:: AIM ::
Rewrite the records below from the start through the line containing "x=135 y=173", requests included, adding 94 to every x and y coordinate in the answers. Omit the pictures.

== EXCERPTED DATA ==

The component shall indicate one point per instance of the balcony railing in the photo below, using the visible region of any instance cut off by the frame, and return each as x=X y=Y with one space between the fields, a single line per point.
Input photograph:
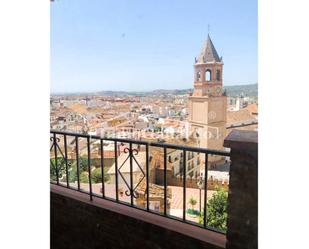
x=129 y=171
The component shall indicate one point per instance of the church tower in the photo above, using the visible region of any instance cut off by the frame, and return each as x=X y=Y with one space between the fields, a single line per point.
x=208 y=103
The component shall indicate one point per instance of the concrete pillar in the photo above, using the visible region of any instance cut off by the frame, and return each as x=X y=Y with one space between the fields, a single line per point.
x=242 y=225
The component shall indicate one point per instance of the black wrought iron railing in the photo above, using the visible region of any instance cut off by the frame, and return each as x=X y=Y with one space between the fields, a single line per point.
x=135 y=173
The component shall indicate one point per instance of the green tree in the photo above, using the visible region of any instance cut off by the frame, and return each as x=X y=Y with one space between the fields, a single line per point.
x=216 y=210
x=96 y=175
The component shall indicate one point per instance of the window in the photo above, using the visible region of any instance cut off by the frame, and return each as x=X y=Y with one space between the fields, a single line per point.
x=198 y=76
x=208 y=75
x=218 y=74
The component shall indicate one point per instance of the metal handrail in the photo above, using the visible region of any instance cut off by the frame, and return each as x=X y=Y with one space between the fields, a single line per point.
x=131 y=157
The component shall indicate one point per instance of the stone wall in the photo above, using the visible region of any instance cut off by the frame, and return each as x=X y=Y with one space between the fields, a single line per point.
x=242 y=225
x=79 y=225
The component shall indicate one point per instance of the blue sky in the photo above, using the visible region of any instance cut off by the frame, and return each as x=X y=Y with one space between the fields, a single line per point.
x=137 y=45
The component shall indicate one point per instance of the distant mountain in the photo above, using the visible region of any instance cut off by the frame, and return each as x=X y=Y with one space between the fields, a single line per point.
x=233 y=91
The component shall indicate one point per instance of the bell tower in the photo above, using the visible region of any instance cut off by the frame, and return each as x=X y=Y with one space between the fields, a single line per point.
x=207 y=104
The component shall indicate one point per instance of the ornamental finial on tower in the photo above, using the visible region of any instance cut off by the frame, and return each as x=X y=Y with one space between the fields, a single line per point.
x=208 y=53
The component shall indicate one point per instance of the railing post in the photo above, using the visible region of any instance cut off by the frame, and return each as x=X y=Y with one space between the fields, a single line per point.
x=243 y=194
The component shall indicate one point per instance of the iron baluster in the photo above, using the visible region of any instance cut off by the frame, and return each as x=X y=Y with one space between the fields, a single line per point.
x=184 y=184
x=77 y=162
x=102 y=167
x=165 y=183
x=66 y=159
x=205 y=188
x=89 y=167
x=116 y=170
x=147 y=177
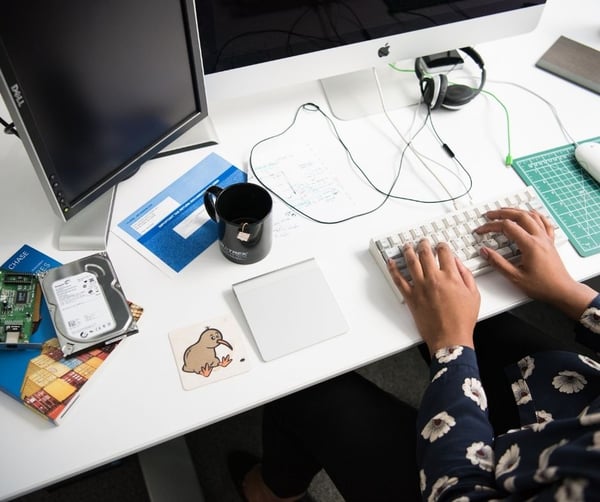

===

:: COMPLETE ANSWER ::
The component shall indicate one point per instance of the balcony railing in the photo below, using the visible region of any instance cut off by the frame, and return each as x=X y=Y with one space between the fields, a single line per point.
Input photograph:
x=223 y=265
The component shall indicate one point per instance of the church tower in the photo above, using the visible region of any instance cut off by the frame, and return each as x=X y=Y with one space between the fields, a single line per point.
x=302 y=197
The component shall indicate one point per instance of the concrete pillar in the photo above, using the visible region of any instance cut off by the frame, and return each as x=X y=Y with one space between the fields, a single line per point.
x=336 y=319
The component shall indicate one point per instance of the black wrought iron railing in the photo above, using the visible region of any instance cut off by the frame, and return each as x=X y=Y with one space between the fields, a single line per point.
x=229 y=267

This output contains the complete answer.